::: Excerpted text :::

The greatest achievement of Kesavadas was his defence of Travancore against Tippu Sultan. When Kesavadas came to power, Tipu was threatening at the gates of Travancore. He bought the Kranganur and Ayakotta forts from the Dutch. He repaired the fort at other places and strengthened the army with well-trained soldiers; In negotiations with the English at Madras, he secured two of the company's troops and stationed them at the fort. He succeeded in the fight against Tipu and expelled him from the borders of Travancore and even his retreat did not give him peace of mind. He followed Tipu until the soldiers travelled a long distance and took heavy lives.
- Agricultural and Industrial Reforms
Raja Kesava Das took steps to develop Agriculture and related industries. Irrigation was prepared and fresh lands were brought. agriculturists were helped financially with loans and remission of taxes. Thiruvananthapuram city was modernized and beautified. Roads were widened and the fort was repaired.
- Revenue reforms
Gold coins such as Anantharayen fanam, Chinna fanam and Ananthavarahen were coined in the Travancore mint. A new contribution called Nilavary, upon Sircar pattam lands was raised which yielded a good round sum of money. For proper administration of the State, the Chattavariola (collection of rules and laws) were framed. Dewan succeeded in clearing away the greater part of the State-debt incurred in consequence of many wars and other emergencies.

::: The data :::

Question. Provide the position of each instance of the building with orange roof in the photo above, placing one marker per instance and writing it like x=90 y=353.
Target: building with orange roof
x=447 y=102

:::

Task instructions
(1) Update the passage on Kesavadas, starting at "The greatest achievement" and ending at "took heavy lives.", replacing "Kesavadas" with "Raja Kesava Das".
(2) According to the passage on Kesavadas, which forts did he buy from the Dutch?

Expected outputs
(1)
The greatest achievement of Raja Kesava Das was his defence of Travancore against Tippu Sultan. When Raja Kesava Das came to power, Tipu was threatening at the gates of Travancore. He bought the Kranganur and Ayakotta forts from the Dutch. He repaired the fort at other places and strengthened the army with well-trained soldiers; In negotiations with the English at Madras, he secured two of the company's troops and stationed them at the fort. He succeeded in the fight against Tipu and expelled him from the borders of Travancore and even his retreat did not give him peace of mind. He followed Tipu until the soldiers travelled a long distance and took heavy lives.

(2) The Kranganur and Ayakotta forts.